§ **CHALLENGE**:
Rewrite all the records below, replacing "snug bounding box" with "tight bounding box" wherever it occurs and leaving everything else unchanged.

§ **DATASET EXCERPTS**:
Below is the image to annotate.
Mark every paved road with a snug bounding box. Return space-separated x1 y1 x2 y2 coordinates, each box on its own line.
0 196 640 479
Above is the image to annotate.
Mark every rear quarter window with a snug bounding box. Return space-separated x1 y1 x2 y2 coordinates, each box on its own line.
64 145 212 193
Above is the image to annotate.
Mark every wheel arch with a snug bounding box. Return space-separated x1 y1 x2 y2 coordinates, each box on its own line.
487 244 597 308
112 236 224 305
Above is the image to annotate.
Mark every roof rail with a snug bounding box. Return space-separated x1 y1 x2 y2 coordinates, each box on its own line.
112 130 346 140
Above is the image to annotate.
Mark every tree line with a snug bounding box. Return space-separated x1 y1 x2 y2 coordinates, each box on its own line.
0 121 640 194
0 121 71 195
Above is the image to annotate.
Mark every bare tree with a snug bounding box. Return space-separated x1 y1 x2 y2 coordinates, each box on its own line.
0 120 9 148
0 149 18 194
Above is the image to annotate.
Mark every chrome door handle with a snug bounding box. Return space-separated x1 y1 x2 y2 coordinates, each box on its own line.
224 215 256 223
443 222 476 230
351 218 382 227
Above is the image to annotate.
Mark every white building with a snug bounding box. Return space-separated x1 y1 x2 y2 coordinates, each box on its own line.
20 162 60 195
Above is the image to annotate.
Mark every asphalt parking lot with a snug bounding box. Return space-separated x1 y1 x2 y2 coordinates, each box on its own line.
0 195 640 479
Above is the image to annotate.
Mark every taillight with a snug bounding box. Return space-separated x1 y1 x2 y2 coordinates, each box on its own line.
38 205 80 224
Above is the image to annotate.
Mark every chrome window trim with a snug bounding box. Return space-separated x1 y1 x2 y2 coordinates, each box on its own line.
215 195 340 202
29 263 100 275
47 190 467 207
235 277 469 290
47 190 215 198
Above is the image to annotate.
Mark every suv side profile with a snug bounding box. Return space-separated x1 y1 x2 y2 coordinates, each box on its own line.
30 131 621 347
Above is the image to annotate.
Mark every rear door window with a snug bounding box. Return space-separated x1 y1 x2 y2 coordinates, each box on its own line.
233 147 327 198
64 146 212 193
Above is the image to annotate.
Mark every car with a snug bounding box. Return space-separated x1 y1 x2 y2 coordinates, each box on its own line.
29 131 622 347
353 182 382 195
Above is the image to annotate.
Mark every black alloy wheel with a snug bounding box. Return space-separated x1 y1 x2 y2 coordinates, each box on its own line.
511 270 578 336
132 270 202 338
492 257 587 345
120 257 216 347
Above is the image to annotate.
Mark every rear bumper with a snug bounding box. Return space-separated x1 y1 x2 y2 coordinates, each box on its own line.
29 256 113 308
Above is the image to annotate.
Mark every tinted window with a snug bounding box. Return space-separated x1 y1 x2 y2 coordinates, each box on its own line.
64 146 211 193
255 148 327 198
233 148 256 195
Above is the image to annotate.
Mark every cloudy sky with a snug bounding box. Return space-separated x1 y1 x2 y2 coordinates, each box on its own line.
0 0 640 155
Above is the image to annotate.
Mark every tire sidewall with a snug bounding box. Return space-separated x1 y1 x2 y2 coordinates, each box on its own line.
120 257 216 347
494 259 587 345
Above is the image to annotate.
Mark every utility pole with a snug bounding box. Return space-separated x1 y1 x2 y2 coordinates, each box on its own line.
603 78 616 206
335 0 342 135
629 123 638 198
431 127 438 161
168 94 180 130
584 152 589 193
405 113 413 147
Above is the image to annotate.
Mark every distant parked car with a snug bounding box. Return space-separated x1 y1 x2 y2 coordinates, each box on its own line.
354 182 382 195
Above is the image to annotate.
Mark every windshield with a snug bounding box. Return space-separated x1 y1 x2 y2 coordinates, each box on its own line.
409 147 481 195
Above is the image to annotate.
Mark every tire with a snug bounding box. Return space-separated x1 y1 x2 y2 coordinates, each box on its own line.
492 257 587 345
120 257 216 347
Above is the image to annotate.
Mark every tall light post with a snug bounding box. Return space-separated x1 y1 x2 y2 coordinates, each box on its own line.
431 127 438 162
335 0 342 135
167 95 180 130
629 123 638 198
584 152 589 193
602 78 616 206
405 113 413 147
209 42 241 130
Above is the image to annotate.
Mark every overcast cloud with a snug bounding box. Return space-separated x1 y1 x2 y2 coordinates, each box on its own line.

§ **RESULT OF THE TASK**:
Below is the image to annotate.
Mark every paved road with a tight bounding box. Return space-separated x1 y1 x2 y2 coordinates, each box on its own line.
0 196 640 479
Above is the image to annotate.
Mark every rear quarter window with a tight bounding box. Return space-separated x1 y1 x2 y2 coordinates, each box on its own line.
64 145 212 193
Above is the image to annotate.
Mark every wheel arch with a tight bounding box. Return space-separated x1 y1 x2 y2 coordinates, each box on its own line.
487 244 597 308
112 236 224 305
Above is the image to annotate.
Mark every roof rail with a tight bounding box. Return space-separated x1 y1 x2 y2 coordinates, each box on its own line.
112 130 346 140
Above is the image to annotate.
Mark every tree line with a tight bounding box. Return space-separated x1 y1 x2 y2 coordinates, each box on its own line.
0 121 640 194
0 121 71 195
Above is the image to annotate.
Mark every bare tree with a tight bounding box. Return space-separated x1 y1 x2 y2 coordinates, each box on its own line.
0 120 9 148
0 149 18 194
Above is the image to annotate.
Mark every chrome door handle with a tight bounding box. Return space-separated x1 y1 x2 y2 coordinates, each box on its own line.
224 215 256 223
443 222 476 230
351 218 382 227
Above is the image to annotate.
Mark every white building with a tight bounding box. Return space-separated x1 y1 x2 y2 coordinates, each box on its own line.
20 162 60 195
Above is the image to annotate.
Mark every asphalt parking lot with a tight bounding box. Return space-separated x1 y1 x2 y2 coordinates, each box on its own line.
0 195 640 479
Above is the image to annotate.
Mark every taillight with a tight bounding box. Return space-separated x1 y1 x2 y2 coordinates, each box on its own line.
38 205 80 224
Above is the image to annotate.
Mark every chrome window trim with a tight bounding box. Return space-separated x1 y1 x2 y2 coordinates, each box on its own line.
215 195 340 202
29 263 100 275
47 190 467 207
235 277 469 290
47 190 215 198
Above is the image to annotate.
Mark every suv side profile with a tight bounding box. Return space-separated x1 y1 x2 y2 coordinates, each box on its own line.
30 131 621 347
Above is the image to annotate.
Mark every rear door window with a tight bounding box. Return space-separated x1 y1 x2 y2 coordinates, each box on its own line.
233 147 327 198
64 146 212 193
Above is the image to annotate.
Mark every car with a tight bounding box. Return space-separated x1 y1 x2 y2 coordinates, each box on its own line.
29 131 622 347
353 182 382 195
Above is the image to annotate.
Mark every black alloy wheel with a tight bounding box. Return space-separated x1 y1 x2 y2 coordinates, each box on its own line.
511 270 578 336
132 270 202 338
492 257 587 345
120 257 216 347
Above is the image to annotate.
Mark every rear bumper with a tight bounding box. Return space-separated x1 y1 x2 y2 coordinates, each box on its own line.
29 256 113 308
Above is the image to annotate.
Mark every tinted window with a tight bounding box. Return space-separated x1 y1 x2 y2 coordinates, each box on its own line.
64 146 211 193
255 148 327 198
233 148 256 195
Above is the image to annotate.
Mark every cloudy sky with a tight bounding box. Return space-separated x1 y1 x2 y2 coordinates, each box on its own line.
0 0 640 155
Above is the image to annotate.
Mark every tire sidewall with a tight bounding box. Return space-separated x1 y1 x2 y2 coordinates, each box on its own line.
120 257 216 347
494 259 587 345
Above is the image to annotate.
Mark every utility pole with a tight bounding box. Return space-separated x1 y1 x2 y2 coordinates, each box on its own line.
603 78 616 206
335 0 342 135
629 123 638 198
431 127 438 161
168 94 180 130
584 152 589 193
405 113 413 147
Above is the image to annotate.
Mark every distant parked car with a tight bounding box. Return space-separated x1 y1 x2 y2 coordinates, each box on its own line.
354 182 382 195
Above is the image to annotate.
Mark every windshield with a tight bounding box. Return space-separated x1 y1 x2 y2 coordinates, each box on its own line.
409 147 481 195
Above is the image to annotate.
Mark every tire with a tight bounding box. Return space-separated x1 y1 x2 y2 coordinates, each box on its own line.
492 257 587 345
120 257 216 347
Above is the image to annotate.
Mark every tall light post with a tight bounding box. Return space-separated x1 y1 x2 y2 coordinates, each box on its own line.
431 127 438 162
335 0 342 135
167 95 180 130
629 123 638 198
584 152 589 193
602 78 616 206
405 113 413 147
209 42 241 130
Above is the image to annotate.
Mark every overcast cloud with a tight bounding box. Return space-separated x1 y1 x2 y2 coordinates, each box on its own line.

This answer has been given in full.